Data supplied —
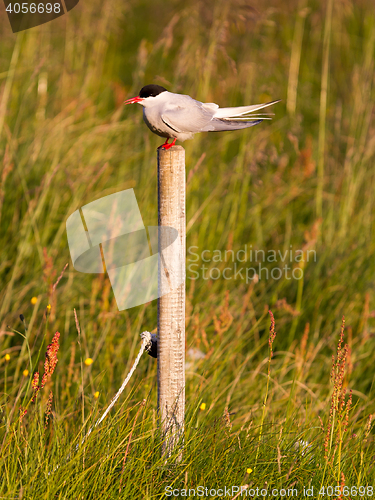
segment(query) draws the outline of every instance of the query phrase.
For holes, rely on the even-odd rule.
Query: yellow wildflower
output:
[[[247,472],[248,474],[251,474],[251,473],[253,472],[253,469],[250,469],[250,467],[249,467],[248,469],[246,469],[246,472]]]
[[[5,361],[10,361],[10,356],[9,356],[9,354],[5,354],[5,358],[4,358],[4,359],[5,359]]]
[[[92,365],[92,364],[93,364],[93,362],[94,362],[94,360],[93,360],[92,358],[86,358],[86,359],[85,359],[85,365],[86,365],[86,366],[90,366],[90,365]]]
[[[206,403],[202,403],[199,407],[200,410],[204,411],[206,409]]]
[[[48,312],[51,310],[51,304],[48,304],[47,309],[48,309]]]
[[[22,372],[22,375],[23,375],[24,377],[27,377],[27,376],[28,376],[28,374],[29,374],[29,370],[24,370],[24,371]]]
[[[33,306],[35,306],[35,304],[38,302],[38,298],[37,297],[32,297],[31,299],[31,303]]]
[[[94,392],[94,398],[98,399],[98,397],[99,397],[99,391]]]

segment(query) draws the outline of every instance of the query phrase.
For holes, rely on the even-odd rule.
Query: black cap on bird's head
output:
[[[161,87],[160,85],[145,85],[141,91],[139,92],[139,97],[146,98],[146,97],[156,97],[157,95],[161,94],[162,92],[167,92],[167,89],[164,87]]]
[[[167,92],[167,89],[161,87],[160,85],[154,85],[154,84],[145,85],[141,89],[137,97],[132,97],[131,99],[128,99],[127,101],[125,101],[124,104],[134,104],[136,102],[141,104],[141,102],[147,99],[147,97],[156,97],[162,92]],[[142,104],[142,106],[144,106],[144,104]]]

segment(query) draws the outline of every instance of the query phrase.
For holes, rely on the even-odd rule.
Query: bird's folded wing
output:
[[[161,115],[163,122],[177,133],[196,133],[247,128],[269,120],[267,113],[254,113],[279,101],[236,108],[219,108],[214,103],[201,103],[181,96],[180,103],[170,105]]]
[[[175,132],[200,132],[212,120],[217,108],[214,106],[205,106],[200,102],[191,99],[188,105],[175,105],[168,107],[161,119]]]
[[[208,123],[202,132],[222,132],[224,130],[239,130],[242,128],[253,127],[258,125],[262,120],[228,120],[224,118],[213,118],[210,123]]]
* * *
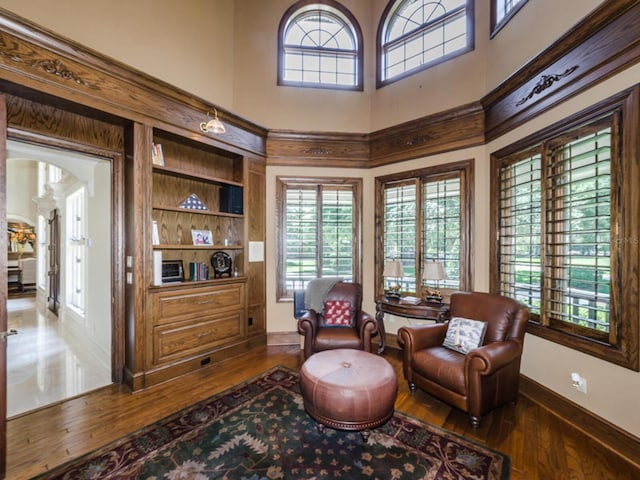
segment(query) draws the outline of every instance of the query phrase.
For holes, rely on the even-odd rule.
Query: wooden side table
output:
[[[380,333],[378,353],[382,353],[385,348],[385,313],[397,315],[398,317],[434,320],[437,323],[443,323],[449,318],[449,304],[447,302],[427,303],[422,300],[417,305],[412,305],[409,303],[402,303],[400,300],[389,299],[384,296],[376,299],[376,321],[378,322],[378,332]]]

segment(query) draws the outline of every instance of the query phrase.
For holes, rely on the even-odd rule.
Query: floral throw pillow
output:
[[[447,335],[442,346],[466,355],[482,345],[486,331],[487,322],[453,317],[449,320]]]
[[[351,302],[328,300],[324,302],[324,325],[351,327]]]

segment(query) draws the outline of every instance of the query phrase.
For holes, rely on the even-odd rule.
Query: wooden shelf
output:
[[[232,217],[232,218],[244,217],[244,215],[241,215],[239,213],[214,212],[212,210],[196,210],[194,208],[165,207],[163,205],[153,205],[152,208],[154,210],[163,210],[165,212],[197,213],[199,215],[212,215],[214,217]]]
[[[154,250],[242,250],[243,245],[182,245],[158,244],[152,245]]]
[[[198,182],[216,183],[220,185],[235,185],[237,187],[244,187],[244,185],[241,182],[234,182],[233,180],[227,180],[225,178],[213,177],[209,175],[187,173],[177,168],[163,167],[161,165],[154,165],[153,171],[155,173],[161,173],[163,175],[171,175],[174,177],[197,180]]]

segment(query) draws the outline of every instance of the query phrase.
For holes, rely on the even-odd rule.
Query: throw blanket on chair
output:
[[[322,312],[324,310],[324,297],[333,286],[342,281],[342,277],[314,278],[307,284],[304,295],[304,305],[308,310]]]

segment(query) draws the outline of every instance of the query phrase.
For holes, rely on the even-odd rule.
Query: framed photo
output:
* * *
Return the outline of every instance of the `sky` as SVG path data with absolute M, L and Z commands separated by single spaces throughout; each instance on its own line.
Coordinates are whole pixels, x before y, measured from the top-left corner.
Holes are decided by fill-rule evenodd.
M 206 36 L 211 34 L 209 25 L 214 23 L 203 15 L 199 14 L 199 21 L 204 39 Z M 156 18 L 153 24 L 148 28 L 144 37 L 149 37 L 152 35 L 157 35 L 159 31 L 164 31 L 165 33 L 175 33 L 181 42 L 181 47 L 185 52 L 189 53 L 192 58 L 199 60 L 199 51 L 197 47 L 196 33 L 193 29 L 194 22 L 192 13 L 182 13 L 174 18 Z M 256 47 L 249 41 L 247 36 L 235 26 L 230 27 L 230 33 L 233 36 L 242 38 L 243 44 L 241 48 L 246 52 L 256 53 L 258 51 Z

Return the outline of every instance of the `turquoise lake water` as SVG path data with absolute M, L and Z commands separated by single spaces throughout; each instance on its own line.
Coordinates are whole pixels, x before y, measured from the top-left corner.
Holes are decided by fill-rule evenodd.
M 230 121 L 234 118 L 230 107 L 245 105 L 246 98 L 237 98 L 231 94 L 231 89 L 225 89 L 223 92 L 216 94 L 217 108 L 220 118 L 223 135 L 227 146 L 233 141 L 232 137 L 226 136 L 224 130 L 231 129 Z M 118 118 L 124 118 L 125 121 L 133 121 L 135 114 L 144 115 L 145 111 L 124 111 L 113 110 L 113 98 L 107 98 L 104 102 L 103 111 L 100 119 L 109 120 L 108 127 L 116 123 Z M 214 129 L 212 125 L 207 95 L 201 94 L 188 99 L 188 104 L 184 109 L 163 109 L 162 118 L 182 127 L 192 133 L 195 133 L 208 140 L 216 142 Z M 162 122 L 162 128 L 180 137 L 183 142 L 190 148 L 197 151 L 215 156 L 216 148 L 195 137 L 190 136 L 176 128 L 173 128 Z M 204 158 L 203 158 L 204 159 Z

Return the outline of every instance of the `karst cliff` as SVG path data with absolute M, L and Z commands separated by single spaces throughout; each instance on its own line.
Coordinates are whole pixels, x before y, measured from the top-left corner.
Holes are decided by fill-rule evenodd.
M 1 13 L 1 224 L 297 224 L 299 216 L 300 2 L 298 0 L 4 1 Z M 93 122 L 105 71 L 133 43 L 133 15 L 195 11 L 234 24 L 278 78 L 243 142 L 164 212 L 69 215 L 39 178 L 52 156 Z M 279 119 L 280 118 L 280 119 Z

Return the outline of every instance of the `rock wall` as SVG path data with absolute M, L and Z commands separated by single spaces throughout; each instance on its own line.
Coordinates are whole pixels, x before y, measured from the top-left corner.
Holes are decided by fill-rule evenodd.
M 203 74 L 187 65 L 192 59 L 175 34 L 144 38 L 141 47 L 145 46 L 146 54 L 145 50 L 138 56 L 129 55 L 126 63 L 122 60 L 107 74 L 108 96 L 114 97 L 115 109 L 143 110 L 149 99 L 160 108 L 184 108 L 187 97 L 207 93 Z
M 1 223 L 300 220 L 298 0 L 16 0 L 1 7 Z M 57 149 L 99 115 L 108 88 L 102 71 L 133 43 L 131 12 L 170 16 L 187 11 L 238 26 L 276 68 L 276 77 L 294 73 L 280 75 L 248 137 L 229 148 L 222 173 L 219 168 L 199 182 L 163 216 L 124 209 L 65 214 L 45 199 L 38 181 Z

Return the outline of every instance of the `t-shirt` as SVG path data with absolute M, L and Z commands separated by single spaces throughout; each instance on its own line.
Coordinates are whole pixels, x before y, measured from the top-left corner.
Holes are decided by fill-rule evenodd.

What you will do — Each line of the records that contains the string "bird" must be copied.

Task solution —
Query: black cap on bird's head
Query: bird's folded wing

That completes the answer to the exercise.